--- Supplied text ---
Supported in SaveGLB node:

Can save File3D directly (bypasses mesh conversion)
Preserves original format or converts to GLB

Workflow Examples

Single Image to 3D

Load Image

Use LoadImage to load reference image

Encode with CLIP Vision

CLIPVisionLoader → CLIPVisionEncode

Create Conditioning

Hunyuan3Dv2Conditioning
# Returns positive and negative conditioning

Create Empty Latent

EmptyLatentHunyuan3Dv2
resolution = 3072

Sample

# Use KSampler or other sampling node
# Flow matching works best
steps = 20-50
cfg = 1.0

Decode to Voxels

VAEDecodeHunyuan3D
num_chunks = 8000
octree_resolution = 256

Convert to Mesh

VoxelToMesh
algorithm = "surface net"
threshold = 0.6

Export

SaveGLB
filename_prefix = "3d/my_model"

Multi-View 3D Reconstruction

Prepare Images

Load front, left, back, right views (at least one required)

Encode Each View

# For each view:
CLIPVisionEncode

Multi-View Conditioning

Hunyuan3Dv2ConditioningMultiView
front = front_encoded
left = left_encoded
# etc.

Continue as Single-View

Same steps 4-8 as above

Model Files

Default Locations

ComfyUI/
├── models/
│   ├── checkpoints/
│   │   └── hunyuan3d/
│   │       ├── hunyuan3d_v2.safetensors
│   │       ├── hunyuan3d_v2.1.safetensors
│   │       └── hunyuan3d_v2_mini.safetensors
│   ├── vae/
│   │   └── hunyuan3d_vae.safetensors
│   └── clip_vision/
│       └── clip_vision_g.safetensors

File Sizes

Hunyuan3D 2.0:

DiffusionModel: ~8-12GB
VAE: ~2-3GB
CLIP Vision: ~1-2GB

Hunyuan3D 2.0 Mini:

DiffusionModel: ~3-5GB (smaller depth)
Same VAE and CLIP Vision

Performance Optimization

Memory Management

3D generation requires significant VRAM for both generation and mesh conversion.

VRAM Requirements:

Generation: 8-16GB (depending on resolution)
VAE Decode: 4-8GB (depends on octree_resolution)
Mesh Conversion: 2-8GB (depends on voxel resolution and algorithm)

For 12GB GPUs:

python main.py --lowvram

For 8GB GPUs:

python main.py --lowvram --normalvram

Resolution Settings

Latent Resolution:

Low quality (fast): 1536-2048 voxels
Medium quality: 2048-3072 voxels
High quality: 3072-4096 voxels
Ultra quality (slow): 4096-8192 voxels

Octree Resolution:

Preview: 128
Standard: 256
High detail: 384-512
Must be power of 2

Processing Chunks:

Lower = slower but more memory efficient
Higher = faster but more VRAM
Default 8000 works well for most GPUs
Range: 1000-500000

Speed Optimization

Generation:

Use fewer sampling steps (20-30 sufficient)
--- Items ---
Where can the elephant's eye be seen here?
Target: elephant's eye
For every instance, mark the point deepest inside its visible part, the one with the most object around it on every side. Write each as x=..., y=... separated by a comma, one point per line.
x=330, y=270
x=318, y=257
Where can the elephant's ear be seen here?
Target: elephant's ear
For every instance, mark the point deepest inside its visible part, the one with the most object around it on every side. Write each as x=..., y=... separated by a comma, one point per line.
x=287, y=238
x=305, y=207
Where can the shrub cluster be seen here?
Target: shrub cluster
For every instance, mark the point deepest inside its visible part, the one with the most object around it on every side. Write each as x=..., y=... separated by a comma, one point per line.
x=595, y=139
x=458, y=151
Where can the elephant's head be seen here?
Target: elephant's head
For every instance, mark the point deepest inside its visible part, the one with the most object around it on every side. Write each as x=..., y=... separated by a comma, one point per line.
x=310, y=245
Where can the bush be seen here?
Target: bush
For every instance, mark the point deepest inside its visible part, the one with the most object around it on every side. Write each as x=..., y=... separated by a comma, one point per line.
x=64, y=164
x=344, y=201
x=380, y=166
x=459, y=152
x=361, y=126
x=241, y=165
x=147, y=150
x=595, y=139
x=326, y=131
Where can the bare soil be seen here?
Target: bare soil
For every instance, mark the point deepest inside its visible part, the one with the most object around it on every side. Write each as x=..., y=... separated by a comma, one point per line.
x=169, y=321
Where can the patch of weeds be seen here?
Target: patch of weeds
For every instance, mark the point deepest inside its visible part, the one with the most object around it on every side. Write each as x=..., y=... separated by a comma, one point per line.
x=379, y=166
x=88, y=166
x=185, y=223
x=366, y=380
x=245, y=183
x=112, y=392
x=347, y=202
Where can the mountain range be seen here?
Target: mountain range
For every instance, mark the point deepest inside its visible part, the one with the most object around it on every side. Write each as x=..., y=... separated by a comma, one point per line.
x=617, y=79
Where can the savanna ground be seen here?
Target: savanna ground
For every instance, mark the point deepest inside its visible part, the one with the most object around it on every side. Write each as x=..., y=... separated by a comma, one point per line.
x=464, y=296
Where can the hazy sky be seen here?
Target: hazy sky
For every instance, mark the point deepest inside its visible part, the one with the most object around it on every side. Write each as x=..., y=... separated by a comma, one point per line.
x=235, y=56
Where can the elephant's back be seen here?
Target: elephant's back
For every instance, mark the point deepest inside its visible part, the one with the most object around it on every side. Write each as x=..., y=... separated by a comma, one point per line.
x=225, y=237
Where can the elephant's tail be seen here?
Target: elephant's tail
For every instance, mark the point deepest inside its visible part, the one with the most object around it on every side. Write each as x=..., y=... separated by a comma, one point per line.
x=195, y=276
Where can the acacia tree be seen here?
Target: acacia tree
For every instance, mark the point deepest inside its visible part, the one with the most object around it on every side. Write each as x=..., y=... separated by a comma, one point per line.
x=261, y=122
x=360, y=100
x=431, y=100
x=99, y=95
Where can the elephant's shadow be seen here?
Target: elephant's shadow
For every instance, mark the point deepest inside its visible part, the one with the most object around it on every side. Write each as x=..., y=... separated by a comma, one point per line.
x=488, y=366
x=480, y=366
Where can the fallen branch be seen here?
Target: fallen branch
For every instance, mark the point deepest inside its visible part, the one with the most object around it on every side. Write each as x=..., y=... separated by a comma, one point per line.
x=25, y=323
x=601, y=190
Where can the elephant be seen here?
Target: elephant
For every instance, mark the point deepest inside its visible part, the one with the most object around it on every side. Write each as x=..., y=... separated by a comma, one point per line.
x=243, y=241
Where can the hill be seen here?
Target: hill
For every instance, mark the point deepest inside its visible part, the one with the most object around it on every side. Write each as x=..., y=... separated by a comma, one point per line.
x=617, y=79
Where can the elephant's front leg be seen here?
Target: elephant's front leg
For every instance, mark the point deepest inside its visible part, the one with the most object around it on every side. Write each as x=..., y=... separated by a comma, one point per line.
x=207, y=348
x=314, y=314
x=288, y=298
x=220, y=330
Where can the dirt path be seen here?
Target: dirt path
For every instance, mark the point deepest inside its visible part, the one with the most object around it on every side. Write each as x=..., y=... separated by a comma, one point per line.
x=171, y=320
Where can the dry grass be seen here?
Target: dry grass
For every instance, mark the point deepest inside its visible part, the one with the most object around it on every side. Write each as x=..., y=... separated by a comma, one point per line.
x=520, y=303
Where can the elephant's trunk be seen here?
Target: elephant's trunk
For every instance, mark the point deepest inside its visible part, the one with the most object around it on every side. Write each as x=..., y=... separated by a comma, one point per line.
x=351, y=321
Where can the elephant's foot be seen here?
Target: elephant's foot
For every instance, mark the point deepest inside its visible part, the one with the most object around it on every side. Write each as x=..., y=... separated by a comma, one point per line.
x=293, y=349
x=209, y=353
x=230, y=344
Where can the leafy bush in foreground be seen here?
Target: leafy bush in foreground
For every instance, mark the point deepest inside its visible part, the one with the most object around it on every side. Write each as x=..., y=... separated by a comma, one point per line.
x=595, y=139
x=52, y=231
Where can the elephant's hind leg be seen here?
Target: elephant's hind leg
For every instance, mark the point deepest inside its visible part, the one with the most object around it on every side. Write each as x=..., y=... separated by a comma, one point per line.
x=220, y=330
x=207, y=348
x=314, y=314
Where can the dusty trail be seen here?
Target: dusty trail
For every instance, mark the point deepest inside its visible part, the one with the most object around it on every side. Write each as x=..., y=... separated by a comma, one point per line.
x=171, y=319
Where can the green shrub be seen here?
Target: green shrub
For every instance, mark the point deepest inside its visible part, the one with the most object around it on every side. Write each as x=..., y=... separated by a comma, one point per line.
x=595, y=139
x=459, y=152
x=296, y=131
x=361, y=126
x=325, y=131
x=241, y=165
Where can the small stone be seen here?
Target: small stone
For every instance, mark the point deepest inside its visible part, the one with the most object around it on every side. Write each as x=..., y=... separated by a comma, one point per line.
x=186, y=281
---
§ What to work on
For each statement, say yes or no to whether the Hunyuan3D text agrees with it, and quote the words of the text that decide it: (a) the default of 8000 processing chunks works well for most GPUs; (b) Hunyuan3D 2.0 Mini uses a different VAE from Hunyuan3D 2.0; (c) multi-view reconstruction requires all four views. The data after the Hunyuan3D text are separate material.

§ Answer to the problem
(a) Yes: "Default 8000 works well for most GPUs"
(b) No: "Same VAE and CLIP Vision"
(c) No: "Load front, left, back, right views (at least one required)"